- PROBLEMS TO SOLVE -
1: Edit the blog post about Leo's birth by copying everything from "Well it has" down to "there is hope.", replacing "smile" with "laugh".
2: According to the blog post about Leo's birth, what was the chance of still needing a c-section if labor was induced with Pitocin?

Saturday, October 12, 2013

Update on Stephanie and Ben's Story~Welcome Leo!


Well it has been 5 months to the day that our little Leo was born.  We have our fighting little lion.  He came into the world happy and healthy; something that I was praying for the whole time I was pregnant.  God certainly granted those prayer requests because Leo’s favorite thing to do is smile.  I struggle with writing this entry more than any other.  I struggle because while we are blessed to have this little guy in our lives, I know so many of you have been waiting longer and have had much larger obstacles.  I don’t know why God has given us this child before so many other couples, and while we thank God for him every day, I struggle to understand why.  I guess that is not for me to know; God doesn’t have to explain himself me, we just have to be open to the gifts he gives us.  I feel it is my duty in this blog to share that there is hope. 

His birth didn’t go exactly like I had planned but rarely does anything.  In my last few weekly visits to my doctor I hadn’t progressed at all, so when I was a week over my due date we went ahead and scheduled an induction.  I went into the hospital the night before they were going to do the induction.  They wanted to give me some medicine to start the whole process.  After the third dose of the medicine, my contractions were a minute apart, but I still had not progressed at all.   I knew then that the birth was probably not going to go as I had planned.  Fortunately, I was not feeling the contractions but unfortunately I hadn’t progressed at all, and as the nurse put it to me, “no pain, no gain”.  As I laid awake that whole night I kept praying to God let me be strong enough to do this or give me a sign to go another way.  When my doctor came in the morning she gave me 3 options:  1. I could go home and wait another week (no way was I leaving that hospital without my baby) 2.  She could give me Pitocin and put me in labor for as long as I wanted but there was still an 80 percent chance I would have to have a c section or 3.  Have the c section within the next half hour.  After my husband and I discussed it we decide to just go ahead and do the c section right away.  We had waited long enough and an 80 percent chance that we would have to do it anyway we decided it was probably God’s birth plan.

[Data extracted from a collection]
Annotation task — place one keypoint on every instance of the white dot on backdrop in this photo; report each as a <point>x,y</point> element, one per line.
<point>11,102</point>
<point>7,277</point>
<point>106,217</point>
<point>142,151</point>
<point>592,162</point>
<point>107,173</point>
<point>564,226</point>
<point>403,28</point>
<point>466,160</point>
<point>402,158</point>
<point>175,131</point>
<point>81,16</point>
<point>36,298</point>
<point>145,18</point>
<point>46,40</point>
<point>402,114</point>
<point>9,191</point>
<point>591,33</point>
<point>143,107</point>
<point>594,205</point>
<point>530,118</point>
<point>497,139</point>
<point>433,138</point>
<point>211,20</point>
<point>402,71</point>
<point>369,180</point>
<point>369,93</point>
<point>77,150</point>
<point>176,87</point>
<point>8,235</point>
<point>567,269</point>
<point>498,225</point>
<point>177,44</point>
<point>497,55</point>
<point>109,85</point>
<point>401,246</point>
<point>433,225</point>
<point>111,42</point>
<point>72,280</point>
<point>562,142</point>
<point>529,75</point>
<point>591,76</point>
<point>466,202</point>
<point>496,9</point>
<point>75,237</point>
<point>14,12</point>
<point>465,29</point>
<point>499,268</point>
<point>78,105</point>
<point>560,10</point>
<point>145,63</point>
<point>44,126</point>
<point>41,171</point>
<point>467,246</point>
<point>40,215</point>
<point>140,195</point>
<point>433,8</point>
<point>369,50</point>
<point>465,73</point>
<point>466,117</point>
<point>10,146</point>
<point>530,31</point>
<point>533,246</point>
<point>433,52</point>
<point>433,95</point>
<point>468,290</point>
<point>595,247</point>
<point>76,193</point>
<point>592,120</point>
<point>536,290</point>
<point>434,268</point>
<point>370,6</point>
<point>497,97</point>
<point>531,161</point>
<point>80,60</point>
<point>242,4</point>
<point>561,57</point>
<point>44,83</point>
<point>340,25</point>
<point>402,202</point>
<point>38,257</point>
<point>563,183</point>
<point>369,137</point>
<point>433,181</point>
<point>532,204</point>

- ANSWERS FOR THIS EXERCISE -
1:
Well it has been 5 months to the day that our little Leo was born.  We have our fighting little lion.  He came into the world happy and healthy; something that I was praying for the whole time I was pregnant.  God certainly granted those prayer requests because Leo’s favorite thing to do is laugh.  I struggle with writing this entry more than any other.  I struggle because while we are blessed to have this little guy in our lives, I know so many of you have been waiting longer and have had much larger obstacles.  I don’t know why God has given us this child before so many other couples, and while we thank God for him every day, I struggle to understand why.  I guess that is not for me to know; God doesn’t have to explain himself me, we just have to be open to the gifts he gives us.  I feel it is my duty in this blog to share that there is hope.

2: An 80 percent chance.